(DESCRIPTION OF THE TASK): Write out the data below line for line, with no changes.

[Dataset excerpts on pointing to objects]
+++

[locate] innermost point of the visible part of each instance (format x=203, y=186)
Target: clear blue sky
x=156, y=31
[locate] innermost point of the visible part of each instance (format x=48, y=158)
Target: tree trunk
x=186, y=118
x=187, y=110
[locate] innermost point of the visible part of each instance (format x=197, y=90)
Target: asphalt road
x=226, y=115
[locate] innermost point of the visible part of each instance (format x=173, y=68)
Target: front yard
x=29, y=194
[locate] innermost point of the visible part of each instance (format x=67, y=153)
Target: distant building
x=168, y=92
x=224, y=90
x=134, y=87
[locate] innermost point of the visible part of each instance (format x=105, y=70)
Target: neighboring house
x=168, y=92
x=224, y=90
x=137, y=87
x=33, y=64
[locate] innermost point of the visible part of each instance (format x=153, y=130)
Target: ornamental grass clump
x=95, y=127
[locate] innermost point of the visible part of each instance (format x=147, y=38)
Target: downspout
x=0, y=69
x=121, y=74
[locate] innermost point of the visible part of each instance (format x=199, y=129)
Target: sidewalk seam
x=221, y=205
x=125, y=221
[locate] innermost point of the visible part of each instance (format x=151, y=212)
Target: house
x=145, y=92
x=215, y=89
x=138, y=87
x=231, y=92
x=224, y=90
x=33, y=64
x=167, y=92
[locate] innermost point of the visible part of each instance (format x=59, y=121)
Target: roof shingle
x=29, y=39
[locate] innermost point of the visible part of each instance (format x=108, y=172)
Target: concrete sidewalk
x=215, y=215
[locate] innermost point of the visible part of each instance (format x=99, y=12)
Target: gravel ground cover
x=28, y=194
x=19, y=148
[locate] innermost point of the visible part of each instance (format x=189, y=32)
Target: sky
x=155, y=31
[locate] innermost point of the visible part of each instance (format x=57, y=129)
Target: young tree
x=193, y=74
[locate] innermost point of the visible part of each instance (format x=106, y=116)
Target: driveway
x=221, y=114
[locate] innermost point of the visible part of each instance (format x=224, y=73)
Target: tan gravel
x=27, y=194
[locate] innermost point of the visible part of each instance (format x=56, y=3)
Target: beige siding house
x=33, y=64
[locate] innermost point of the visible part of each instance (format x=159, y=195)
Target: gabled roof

+++

(ANSWER TO THIS TASK):
[locate] innermost point of the visible part of each instance (format x=203, y=186)
Target: clear blue sky
x=156, y=31
[locate] innermost point of the visible part of each instance (format x=48, y=158)
Target: tree trunk
x=186, y=118
x=187, y=110
[locate] innermost point of the visible part of each instance (format x=197, y=90)
Target: asphalt road
x=226, y=115
[locate] innermost point of the visible part of each instance (format x=173, y=68)
Target: front yard
x=29, y=194
[locate] innermost point of the visible part of each instance (format x=67, y=153)
Target: distant building
x=168, y=92
x=224, y=90
x=134, y=87
[locate] innermost point of the visible part of each instance (format x=105, y=70)
Target: neighboring house
x=168, y=92
x=224, y=90
x=137, y=87
x=33, y=64
[locate] innermost point of the visible part of each instance (format x=153, y=130)
Target: ornamental grass clump
x=95, y=127
[locate] innermost point of the visible part of each instance (format x=147, y=38)
Target: downspout
x=0, y=69
x=121, y=74
[locate] innermost point of the visible part of each instance (format x=199, y=129)
Target: sidewalk seam
x=221, y=205
x=125, y=221
[locate] innermost point of the visible part of each instance (format x=151, y=212)
Target: house
x=145, y=92
x=215, y=89
x=138, y=87
x=231, y=92
x=224, y=90
x=33, y=64
x=167, y=92
[locate] innermost point of the visible part of each instance (format x=59, y=121)
Target: roof shingle
x=29, y=39
[locate] innermost point of the visible part of each instance (format x=108, y=172)
Target: concrete sidewalk
x=215, y=215
[locate] innermost point of the visible part of each instance (format x=99, y=12)
Target: gravel ground cover
x=28, y=194
x=19, y=148
[locate] innermost point of the visible part of each instance (format x=189, y=32)
Target: sky
x=155, y=31
[locate] innermost point of the visible part of each instance (format x=57, y=129)
Target: young tree
x=193, y=74
[locate] innermost point of the visible part of each instance (format x=106, y=116)
Target: driveway
x=221, y=114
[locate] innermost point of the visible part of each instance (format x=224, y=73)
Target: tan gravel
x=27, y=194
[locate] innermost point of the visible part of each instance (format x=56, y=3)
Target: beige siding house
x=33, y=64
[locate] innermost point of the visible part of each instance (format x=159, y=195)
Target: gabled roof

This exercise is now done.